Among the entries below, find the lines that hold the word "jeans" and report them.

Data —
◆ ◆ ◆ ◆ ◆ ◆ ◆
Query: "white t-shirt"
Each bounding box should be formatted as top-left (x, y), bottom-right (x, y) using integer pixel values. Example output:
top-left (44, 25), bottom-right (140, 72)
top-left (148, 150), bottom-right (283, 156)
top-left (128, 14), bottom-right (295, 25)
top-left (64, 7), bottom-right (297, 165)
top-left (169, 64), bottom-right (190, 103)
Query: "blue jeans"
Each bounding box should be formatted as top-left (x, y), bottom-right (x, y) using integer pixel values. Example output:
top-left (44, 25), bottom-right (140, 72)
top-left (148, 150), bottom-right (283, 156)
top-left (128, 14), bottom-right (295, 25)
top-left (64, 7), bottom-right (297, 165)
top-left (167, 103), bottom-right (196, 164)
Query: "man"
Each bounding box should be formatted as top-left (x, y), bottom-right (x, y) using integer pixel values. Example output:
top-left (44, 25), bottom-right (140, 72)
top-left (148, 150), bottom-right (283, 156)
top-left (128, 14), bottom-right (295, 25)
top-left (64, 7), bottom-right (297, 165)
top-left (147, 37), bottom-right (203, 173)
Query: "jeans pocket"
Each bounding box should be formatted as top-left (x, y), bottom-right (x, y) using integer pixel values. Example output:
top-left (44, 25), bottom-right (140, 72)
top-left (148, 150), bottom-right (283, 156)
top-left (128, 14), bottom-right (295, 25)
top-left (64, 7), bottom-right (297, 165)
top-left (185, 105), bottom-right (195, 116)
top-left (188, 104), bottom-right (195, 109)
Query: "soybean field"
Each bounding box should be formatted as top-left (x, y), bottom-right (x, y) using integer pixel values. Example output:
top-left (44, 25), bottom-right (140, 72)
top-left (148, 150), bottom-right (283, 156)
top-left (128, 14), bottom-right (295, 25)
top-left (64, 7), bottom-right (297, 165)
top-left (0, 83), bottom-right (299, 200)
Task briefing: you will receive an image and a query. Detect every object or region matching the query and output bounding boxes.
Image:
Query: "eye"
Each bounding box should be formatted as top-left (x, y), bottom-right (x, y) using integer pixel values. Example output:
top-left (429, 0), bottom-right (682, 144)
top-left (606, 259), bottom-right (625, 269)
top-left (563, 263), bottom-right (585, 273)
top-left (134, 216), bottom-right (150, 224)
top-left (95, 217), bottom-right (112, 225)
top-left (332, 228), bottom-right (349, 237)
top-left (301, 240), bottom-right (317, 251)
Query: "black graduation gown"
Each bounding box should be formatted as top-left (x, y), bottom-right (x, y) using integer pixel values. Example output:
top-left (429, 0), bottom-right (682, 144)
◆ ◆ ◆ ◆ ◆ ◆ ◆
Solved exercise —
Query: "blue jeans"
Query: "jeans pocket"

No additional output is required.